In the post about Thomas P. Cope's diary, copy verbatim the passage from "I've been dipping" up to and including "to share it.".

- _Reading passage_
|---|

Sunday, 23 December 2012

Thomas P. Cope

I've been dipping into the diary of Thomas P. Cope, a Quaker merchant from Philadelphia in the first half of the 19th Century. His observations are fascinating and like many letters of the time, can be beautifully poetic. He speaks a lot of his business, the weather, his ailments but also of contemporary events. This evening I read this entry from September 22nd, 1800 and although I'm unlikely to write a song out of it, I felt the need to share it.
"A conspiracy of the negroes has been detected at Richmond. Several of the unhappy wretches have been executed & others are expected to suffer the same fate. So long as seven thousand fellow beings are held in chains in these United States, their cruel & hardened oppressors may look for plots, conspiracies & insurrections. Nature revolts at the idea of bondage in any shape, but when that bondage is attended with other circumstances of barbarity such as tearing a fond husband from the arms of an affectionate wife & forcing the smiling babe from the breast of a tender hearted mother, of severing whole families & cutting asunder all the dearest ties of humanity, of dragging those innocent & hapless victims into a far and distant country, never, never to return, but to endure every species of heart rending torture under the galling yoke of a never ending slavery, except by the welcome interposition of death; surely those forgers of fetters, these tyrants of their species, are not to expect from men, formed, like themselves, for the sweet enjoyments of liberty, a tame and unresisting submission to all their deeds of merciless injustice. I would not be a dealer in flesh for all the riches of Indastan; nor a master of slaves for the fairest portion of my country. When I contemplate the nature of man, his restless spirit & daring efforts to regain that state of freedom of which he is wantonly deprived by his fellow man, I think I can see, in the sullen temper & discontented acts of the negroes in the southern states, a gathering storm, which may one day burst forth & overwhelm the oppressor & the oppressed in one general indistinguishable ruin."

|---|

- _Dataset rows_
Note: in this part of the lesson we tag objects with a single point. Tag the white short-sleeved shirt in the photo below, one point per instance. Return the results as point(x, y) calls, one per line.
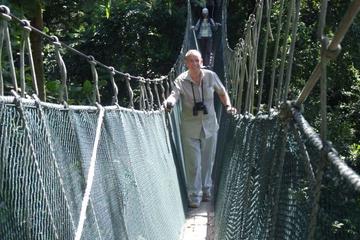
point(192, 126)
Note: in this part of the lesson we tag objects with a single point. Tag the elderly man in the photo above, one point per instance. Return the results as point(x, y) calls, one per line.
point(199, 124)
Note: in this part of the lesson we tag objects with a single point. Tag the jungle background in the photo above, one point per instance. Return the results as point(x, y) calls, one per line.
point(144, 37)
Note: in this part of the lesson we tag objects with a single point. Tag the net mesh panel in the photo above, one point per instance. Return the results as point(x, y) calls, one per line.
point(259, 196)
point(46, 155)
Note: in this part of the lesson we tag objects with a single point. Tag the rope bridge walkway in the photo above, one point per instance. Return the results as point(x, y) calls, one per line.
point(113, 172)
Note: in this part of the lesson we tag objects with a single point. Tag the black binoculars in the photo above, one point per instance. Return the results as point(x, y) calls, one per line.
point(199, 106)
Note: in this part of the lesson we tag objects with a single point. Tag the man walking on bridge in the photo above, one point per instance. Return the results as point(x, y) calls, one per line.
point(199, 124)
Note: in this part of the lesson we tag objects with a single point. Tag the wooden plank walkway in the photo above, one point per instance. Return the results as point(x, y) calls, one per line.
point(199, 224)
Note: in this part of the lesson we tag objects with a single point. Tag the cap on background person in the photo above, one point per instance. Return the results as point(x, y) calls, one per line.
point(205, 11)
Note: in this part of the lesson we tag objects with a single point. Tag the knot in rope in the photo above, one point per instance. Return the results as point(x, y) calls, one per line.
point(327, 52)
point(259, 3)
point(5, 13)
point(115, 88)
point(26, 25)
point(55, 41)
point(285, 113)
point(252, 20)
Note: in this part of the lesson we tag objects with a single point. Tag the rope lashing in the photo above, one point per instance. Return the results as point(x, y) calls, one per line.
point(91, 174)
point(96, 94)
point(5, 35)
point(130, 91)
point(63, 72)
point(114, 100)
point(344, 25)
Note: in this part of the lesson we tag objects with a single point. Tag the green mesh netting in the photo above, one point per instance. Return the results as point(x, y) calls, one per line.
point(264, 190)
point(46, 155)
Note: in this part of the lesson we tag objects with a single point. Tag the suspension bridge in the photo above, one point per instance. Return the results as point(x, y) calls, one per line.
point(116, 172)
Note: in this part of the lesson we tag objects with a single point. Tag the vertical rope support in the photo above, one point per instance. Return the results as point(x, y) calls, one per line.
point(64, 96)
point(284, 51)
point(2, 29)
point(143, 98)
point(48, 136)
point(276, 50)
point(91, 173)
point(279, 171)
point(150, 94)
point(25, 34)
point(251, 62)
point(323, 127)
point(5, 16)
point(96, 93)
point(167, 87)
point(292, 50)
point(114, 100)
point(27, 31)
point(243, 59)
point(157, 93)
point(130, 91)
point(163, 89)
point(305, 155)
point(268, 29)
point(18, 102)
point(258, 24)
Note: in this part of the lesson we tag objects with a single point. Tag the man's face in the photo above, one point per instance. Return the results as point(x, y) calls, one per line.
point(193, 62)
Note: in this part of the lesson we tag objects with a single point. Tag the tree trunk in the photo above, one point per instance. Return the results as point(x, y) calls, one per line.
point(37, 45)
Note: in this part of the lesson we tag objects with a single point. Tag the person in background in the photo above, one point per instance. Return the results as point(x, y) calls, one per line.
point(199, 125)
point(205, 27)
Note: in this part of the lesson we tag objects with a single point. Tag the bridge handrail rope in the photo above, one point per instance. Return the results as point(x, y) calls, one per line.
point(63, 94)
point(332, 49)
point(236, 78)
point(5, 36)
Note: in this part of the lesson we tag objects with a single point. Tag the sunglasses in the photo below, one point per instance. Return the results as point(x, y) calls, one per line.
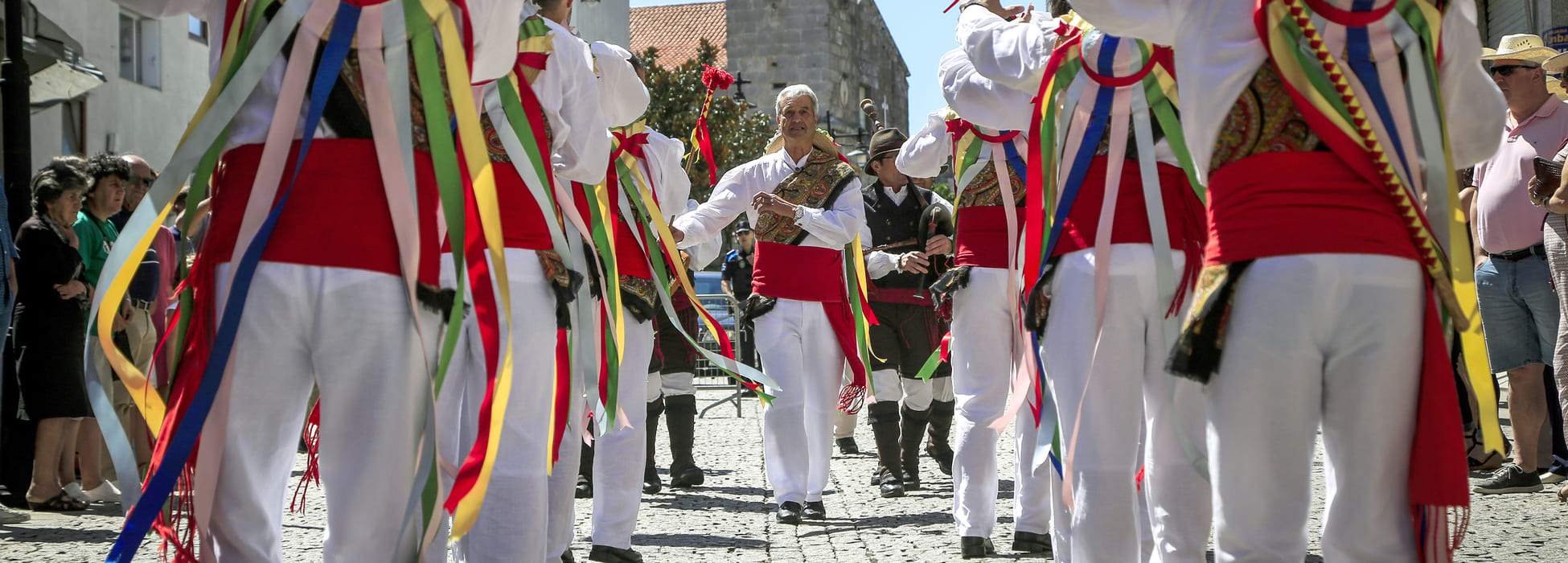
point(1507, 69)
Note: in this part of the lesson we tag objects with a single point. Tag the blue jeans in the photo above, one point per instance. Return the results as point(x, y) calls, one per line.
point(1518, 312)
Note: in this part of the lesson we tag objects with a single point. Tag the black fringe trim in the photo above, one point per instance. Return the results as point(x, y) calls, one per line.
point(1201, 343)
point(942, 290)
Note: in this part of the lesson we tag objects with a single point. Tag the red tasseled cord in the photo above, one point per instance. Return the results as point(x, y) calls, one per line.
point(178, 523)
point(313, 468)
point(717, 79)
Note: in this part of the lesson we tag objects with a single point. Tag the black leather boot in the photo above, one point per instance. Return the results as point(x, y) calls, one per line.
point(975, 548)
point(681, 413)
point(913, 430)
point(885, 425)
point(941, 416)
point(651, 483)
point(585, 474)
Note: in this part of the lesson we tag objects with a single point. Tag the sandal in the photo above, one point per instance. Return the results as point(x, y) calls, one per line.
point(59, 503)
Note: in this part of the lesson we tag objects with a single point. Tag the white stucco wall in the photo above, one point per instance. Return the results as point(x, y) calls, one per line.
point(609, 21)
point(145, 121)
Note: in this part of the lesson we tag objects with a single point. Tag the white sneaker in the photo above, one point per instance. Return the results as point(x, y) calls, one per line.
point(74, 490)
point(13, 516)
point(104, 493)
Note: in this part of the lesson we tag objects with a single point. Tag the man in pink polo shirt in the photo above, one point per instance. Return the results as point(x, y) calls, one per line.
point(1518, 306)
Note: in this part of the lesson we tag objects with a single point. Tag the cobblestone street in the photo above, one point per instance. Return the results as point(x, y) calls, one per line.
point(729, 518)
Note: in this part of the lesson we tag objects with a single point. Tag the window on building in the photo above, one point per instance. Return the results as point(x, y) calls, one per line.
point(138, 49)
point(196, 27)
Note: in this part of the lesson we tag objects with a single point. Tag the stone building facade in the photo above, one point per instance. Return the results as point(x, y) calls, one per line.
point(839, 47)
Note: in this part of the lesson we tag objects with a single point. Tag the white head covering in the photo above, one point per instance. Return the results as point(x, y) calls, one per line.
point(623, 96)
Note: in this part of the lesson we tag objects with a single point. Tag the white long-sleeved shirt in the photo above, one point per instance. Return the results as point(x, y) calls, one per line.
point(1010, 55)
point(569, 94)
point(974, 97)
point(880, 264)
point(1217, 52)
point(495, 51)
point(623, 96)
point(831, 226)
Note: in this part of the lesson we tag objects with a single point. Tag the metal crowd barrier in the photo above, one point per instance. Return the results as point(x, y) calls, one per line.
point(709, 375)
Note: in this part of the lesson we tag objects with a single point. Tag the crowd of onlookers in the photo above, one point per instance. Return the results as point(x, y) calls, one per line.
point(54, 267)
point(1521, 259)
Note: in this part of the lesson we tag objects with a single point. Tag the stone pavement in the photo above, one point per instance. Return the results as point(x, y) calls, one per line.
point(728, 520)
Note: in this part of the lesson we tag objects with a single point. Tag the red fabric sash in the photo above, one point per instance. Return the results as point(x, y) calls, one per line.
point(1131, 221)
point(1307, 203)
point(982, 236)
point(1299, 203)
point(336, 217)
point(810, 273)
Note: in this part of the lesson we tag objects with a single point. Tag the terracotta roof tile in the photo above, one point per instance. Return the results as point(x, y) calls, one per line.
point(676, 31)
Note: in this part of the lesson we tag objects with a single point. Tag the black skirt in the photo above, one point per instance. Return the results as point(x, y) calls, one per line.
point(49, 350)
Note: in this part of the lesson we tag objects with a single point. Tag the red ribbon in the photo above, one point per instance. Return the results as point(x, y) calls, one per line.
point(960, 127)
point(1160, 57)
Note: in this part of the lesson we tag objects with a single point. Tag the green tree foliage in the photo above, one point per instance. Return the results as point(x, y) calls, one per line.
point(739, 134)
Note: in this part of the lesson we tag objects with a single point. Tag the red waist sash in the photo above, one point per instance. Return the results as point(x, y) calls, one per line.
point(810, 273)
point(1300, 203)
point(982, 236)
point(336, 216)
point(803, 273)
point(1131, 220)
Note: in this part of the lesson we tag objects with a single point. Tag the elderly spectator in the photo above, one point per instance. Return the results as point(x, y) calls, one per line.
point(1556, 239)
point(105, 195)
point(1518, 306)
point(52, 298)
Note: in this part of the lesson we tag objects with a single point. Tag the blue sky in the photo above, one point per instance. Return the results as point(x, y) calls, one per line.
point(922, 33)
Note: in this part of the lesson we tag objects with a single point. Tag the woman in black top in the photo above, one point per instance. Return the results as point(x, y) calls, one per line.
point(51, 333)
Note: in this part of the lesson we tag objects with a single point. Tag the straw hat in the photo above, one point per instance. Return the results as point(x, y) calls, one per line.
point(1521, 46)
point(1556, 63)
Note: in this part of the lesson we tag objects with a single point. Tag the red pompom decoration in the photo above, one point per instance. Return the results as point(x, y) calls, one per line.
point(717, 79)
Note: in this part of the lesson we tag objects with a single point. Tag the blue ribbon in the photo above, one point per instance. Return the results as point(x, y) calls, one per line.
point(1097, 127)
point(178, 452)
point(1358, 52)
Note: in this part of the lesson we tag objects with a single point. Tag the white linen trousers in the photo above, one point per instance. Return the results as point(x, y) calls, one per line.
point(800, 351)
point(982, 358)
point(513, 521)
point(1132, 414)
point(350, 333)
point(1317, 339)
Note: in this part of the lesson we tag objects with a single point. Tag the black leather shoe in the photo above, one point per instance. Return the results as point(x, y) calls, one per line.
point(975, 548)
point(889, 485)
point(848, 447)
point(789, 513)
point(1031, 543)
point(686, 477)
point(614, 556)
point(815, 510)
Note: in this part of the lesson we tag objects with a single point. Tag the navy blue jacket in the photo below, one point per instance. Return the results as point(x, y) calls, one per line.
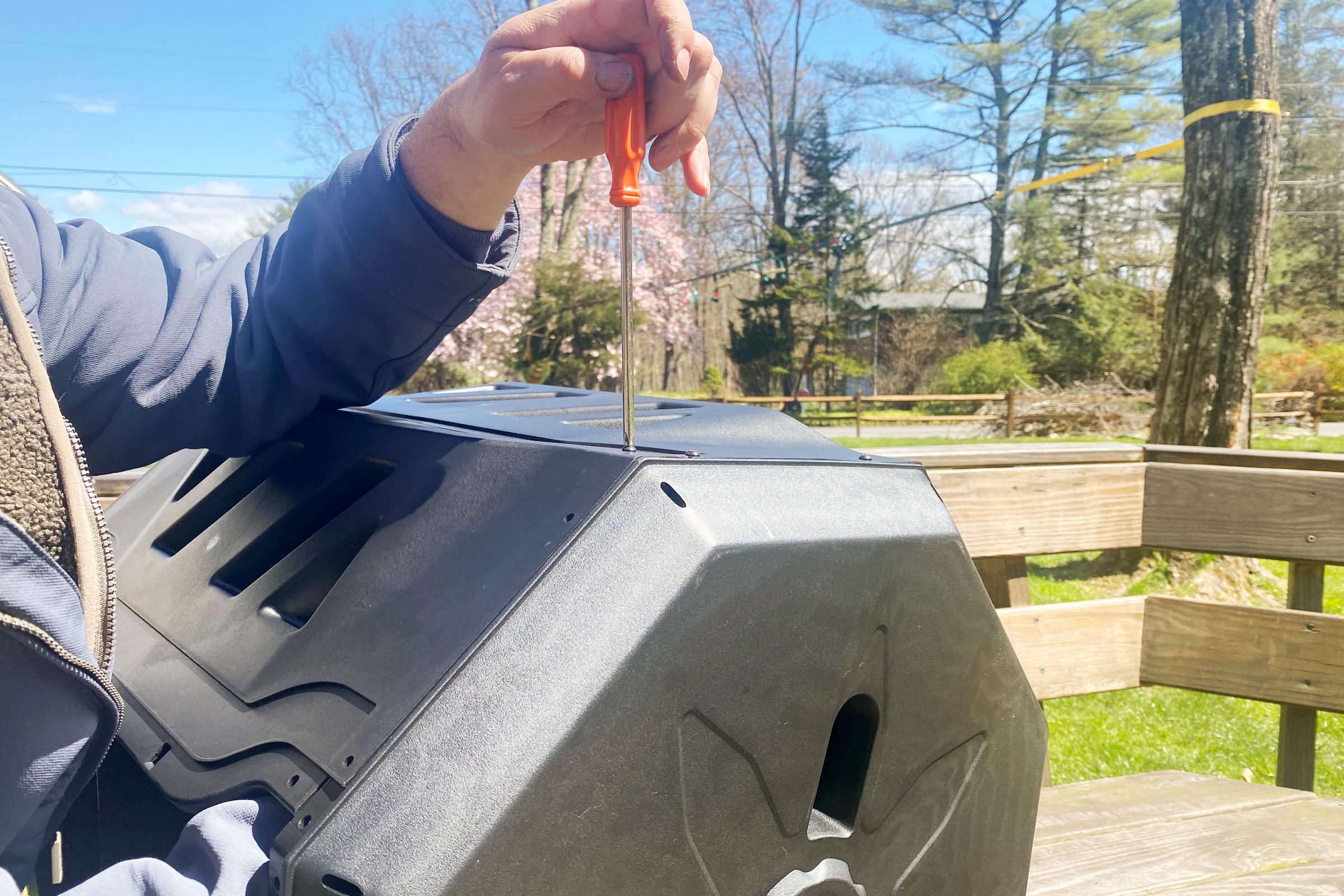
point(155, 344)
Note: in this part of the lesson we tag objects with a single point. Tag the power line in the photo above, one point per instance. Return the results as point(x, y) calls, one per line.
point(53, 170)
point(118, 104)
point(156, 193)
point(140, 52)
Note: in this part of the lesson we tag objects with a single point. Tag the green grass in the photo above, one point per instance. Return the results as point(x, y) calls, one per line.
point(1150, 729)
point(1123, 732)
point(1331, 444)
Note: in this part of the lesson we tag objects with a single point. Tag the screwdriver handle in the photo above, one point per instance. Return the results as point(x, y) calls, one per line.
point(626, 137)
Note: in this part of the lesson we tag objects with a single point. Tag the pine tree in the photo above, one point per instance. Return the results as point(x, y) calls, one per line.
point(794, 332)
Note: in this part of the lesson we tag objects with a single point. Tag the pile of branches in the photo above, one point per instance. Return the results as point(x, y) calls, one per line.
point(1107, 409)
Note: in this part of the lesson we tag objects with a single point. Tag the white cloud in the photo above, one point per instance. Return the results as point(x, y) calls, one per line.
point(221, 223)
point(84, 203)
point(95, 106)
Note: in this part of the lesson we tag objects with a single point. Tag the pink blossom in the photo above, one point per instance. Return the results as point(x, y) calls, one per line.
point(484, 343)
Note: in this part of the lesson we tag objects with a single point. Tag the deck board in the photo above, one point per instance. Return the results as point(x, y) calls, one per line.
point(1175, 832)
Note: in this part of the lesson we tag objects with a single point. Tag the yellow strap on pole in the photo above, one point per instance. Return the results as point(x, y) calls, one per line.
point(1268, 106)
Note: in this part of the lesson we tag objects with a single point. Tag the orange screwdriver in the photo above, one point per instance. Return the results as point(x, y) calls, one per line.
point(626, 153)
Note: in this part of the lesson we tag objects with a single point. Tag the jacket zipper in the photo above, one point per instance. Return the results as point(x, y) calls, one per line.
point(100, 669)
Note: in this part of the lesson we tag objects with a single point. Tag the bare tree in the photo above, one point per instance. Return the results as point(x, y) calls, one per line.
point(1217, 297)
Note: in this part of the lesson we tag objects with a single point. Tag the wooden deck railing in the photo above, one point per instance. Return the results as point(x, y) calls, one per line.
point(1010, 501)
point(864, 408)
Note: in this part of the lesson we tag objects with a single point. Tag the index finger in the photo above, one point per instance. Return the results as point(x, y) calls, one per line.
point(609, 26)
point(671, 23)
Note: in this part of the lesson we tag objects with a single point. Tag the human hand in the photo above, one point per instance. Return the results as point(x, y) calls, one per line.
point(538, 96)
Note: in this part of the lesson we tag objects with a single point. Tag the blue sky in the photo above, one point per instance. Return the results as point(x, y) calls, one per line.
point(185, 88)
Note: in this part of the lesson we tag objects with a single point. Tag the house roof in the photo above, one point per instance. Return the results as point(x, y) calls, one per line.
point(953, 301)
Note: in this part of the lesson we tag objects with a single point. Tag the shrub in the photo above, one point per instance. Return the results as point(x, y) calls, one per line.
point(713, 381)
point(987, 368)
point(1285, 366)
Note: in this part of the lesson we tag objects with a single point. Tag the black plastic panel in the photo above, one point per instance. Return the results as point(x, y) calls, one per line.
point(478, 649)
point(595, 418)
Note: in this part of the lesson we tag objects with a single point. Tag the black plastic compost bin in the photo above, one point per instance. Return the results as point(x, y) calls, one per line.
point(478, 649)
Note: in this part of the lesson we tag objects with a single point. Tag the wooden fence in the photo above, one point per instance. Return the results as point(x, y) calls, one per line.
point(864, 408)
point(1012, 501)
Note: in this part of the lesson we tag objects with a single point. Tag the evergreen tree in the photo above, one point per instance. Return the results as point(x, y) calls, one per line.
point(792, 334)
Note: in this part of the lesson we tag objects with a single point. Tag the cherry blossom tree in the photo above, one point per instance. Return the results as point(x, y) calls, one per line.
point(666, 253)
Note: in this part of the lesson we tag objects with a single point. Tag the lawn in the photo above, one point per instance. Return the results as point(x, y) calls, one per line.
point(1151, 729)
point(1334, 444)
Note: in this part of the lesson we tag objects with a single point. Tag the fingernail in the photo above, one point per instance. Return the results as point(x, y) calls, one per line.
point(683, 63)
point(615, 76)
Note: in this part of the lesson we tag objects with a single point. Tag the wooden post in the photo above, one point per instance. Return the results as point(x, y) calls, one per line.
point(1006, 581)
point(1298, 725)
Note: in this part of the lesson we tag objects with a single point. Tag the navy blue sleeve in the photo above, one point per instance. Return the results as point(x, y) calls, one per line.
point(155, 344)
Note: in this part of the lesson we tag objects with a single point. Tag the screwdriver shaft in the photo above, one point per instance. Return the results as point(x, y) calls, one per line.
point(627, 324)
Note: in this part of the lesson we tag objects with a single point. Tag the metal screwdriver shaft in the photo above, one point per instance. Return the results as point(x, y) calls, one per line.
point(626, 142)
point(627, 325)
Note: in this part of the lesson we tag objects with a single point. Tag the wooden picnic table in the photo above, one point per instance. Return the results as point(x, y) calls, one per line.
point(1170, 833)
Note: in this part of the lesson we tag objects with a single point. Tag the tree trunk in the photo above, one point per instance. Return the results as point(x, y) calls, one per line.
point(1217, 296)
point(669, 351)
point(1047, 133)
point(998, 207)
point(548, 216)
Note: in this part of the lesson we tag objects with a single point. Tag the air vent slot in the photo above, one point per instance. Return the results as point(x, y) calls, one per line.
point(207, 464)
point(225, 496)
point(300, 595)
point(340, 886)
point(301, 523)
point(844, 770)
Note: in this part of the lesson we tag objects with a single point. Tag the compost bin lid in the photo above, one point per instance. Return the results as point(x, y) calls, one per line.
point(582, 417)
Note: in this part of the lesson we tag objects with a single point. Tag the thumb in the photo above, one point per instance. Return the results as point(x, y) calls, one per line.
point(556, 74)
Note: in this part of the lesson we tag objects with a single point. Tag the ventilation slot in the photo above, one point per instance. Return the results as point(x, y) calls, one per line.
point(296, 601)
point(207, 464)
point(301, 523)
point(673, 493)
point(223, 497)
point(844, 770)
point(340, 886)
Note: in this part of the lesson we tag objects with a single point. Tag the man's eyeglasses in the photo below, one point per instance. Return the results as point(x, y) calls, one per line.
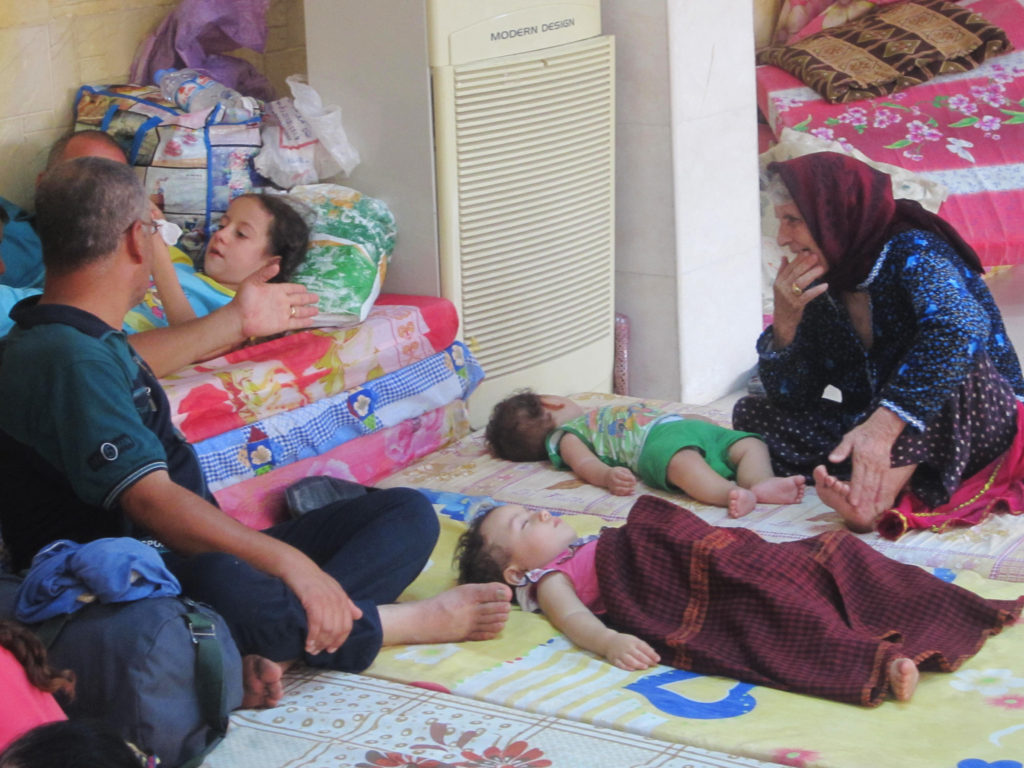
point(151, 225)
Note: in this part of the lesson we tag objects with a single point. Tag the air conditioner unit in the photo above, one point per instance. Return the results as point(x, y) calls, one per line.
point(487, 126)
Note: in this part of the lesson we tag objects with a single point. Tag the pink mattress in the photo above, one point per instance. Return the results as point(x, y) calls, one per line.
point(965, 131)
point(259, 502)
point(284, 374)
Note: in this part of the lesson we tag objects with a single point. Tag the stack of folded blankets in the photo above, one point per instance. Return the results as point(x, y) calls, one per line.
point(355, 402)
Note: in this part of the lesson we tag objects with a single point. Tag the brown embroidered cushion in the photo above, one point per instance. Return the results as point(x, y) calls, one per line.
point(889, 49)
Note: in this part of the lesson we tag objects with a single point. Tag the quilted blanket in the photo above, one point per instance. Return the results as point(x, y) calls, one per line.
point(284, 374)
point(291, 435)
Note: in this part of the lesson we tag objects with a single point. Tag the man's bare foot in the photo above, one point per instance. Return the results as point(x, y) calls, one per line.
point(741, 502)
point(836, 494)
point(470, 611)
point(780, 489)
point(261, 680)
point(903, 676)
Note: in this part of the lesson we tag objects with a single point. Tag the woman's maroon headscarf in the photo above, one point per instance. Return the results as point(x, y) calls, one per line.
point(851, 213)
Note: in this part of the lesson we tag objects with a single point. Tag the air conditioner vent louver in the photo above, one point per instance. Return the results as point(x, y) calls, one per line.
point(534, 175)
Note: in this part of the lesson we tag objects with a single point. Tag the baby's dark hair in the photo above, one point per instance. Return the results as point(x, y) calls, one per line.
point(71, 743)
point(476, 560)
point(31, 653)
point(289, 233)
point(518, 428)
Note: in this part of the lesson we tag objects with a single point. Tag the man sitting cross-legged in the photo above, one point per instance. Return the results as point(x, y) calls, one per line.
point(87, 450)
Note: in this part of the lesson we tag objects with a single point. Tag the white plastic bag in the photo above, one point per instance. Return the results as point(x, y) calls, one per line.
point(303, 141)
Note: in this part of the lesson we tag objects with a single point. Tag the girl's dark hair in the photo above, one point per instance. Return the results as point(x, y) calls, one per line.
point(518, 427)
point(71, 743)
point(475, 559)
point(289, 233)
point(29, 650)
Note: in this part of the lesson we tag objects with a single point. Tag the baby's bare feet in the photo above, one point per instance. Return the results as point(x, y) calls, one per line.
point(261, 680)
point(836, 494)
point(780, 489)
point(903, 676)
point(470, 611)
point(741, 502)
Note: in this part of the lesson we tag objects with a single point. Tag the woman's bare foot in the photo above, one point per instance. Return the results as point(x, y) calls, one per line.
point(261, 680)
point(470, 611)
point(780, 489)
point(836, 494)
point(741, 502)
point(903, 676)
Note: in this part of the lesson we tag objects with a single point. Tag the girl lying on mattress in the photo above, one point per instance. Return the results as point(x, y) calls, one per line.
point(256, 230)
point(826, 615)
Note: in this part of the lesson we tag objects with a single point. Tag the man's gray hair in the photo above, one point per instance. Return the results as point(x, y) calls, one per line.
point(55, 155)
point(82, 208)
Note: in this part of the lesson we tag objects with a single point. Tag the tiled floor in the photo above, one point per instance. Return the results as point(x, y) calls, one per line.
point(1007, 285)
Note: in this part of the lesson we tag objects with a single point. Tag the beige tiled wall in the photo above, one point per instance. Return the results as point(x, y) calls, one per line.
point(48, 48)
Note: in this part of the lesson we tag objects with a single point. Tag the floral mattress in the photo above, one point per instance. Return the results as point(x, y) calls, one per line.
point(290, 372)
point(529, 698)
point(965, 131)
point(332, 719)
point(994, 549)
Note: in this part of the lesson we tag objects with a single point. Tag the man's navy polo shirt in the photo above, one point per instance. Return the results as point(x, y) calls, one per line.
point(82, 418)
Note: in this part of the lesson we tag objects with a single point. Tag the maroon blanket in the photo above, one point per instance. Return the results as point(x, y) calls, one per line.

|---|

- _Exercise response_
I've been dipping into the diary of Thomas P. Cope, a Quaker merchant from Philadelphia in the first half of the 19th Century. His observations are fascinating and like many letters of the time, can be beautifully poetic. He speaks a lot of his business, the weather, his ailments but also of contemporary events. This evening I read this entry from September 22nd, 1800 and although I'm unlikely to write a song out of it, I felt the need to share it.